_ASSIGNMENT_: The records that follow must be repeated exactly, minus the images.

_DATA TO PROCESS_:
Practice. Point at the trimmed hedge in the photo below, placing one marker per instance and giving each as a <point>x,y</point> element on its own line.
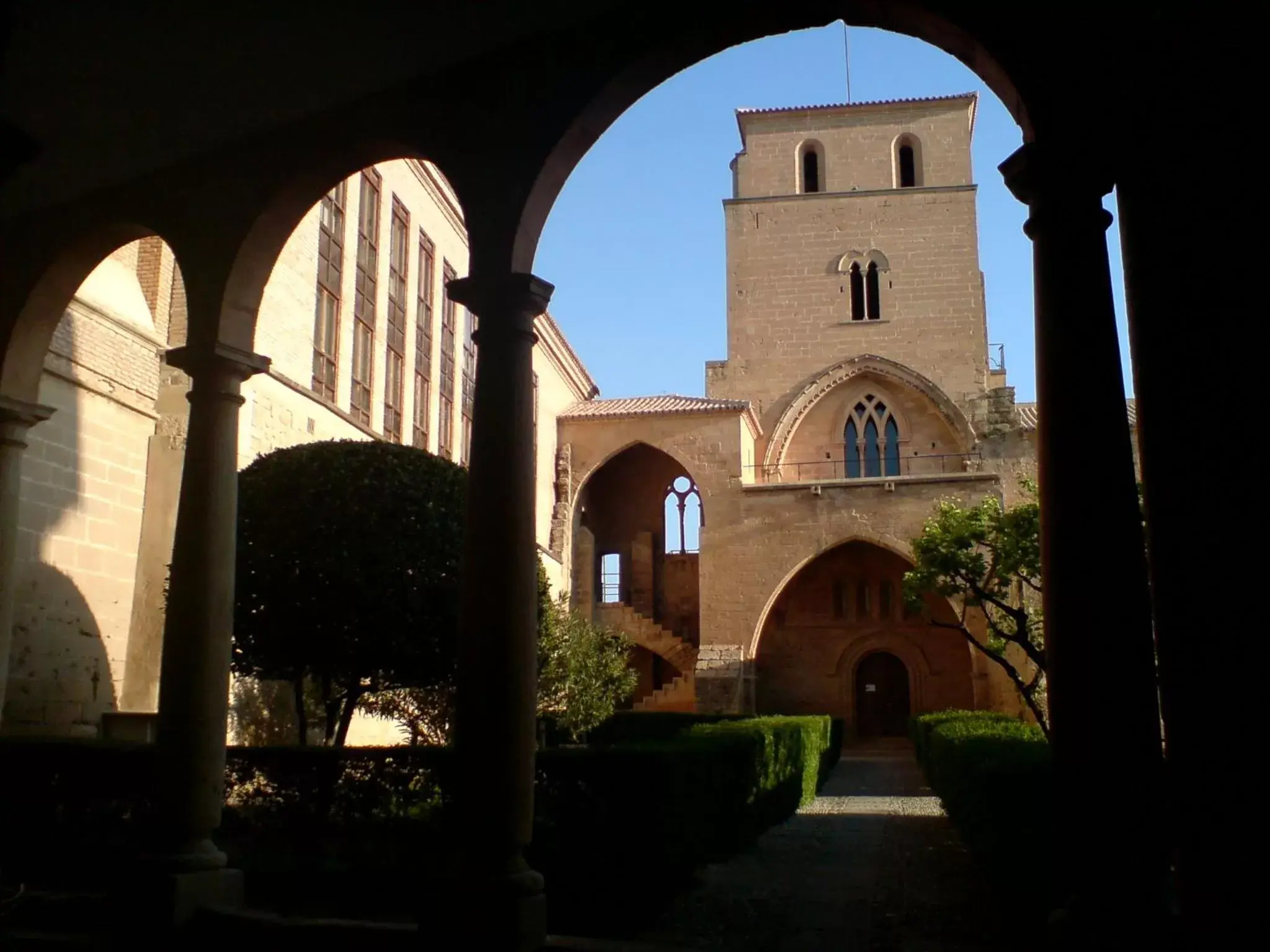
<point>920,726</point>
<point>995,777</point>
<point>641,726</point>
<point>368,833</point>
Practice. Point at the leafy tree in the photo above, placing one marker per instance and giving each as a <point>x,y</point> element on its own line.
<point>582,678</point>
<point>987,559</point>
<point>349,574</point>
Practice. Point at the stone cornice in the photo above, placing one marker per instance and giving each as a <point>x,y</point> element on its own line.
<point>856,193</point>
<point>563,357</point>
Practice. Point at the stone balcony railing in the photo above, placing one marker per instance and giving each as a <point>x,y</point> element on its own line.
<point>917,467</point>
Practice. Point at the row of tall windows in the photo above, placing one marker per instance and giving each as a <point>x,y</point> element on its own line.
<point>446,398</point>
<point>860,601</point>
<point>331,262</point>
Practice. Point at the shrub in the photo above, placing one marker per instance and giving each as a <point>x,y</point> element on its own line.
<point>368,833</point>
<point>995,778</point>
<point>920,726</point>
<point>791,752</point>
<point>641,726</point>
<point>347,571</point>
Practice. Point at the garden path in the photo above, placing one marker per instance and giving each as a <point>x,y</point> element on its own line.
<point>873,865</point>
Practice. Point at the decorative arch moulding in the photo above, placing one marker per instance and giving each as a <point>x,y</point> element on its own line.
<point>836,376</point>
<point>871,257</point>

_TASK OUTPUT_:
Practice. Point at the trimmed hedge in the photo below, placing one marker per instance and giving each as a <point>x,y</point> element on its own line.
<point>920,726</point>
<point>995,777</point>
<point>641,726</point>
<point>368,833</point>
Practice. Point at the leafy tree in the photo above, placing one marker per instance and giving each as a <point>x,y</point> element on its own line.
<point>582,678</point>
<point>987,559</point>
<point>349,574</point>
Practice. Point at the stone cornice in the photo above, placing one marker per instance and giving each as a <point>x,y</point> element on its own line.
<point>856,193</point>
<point>563,357</point>
Practice. Point at the stone balcony railing in the photo above, placing one marker per instance and giving each as a <point>x,y</point> element on its own line.
<point>917,467</point>
Practice. Point at the row of tall windows in the photo above, placing one marker per instance and giving each as a <point>x,y</point> element on its own line.
<point>446,398</point>
<point>860,601</point>
<point>331,262</point>
Practice. Point at the shrub in the photo above, placing one marker per instance and giving each as a <point>x,y</point> element on its own line.
<point>368,833</point>
<point>995,778</point>
<point>920,726</point>
<point>791,752</point>
<point>641,726</point>
<point>347,571</point>
Practice. Point at the garden path in the photo above, placing one marker per instance and giving each as a <point>x,y</point> element on its own line.
<point>873,865</point>
Practice. Point at the decorative arch moulding in the photo above, placing one marker per instance and giving each as a <point>x,y</point> element on its own line.
<point>836,376</point>
<point>871,257</point>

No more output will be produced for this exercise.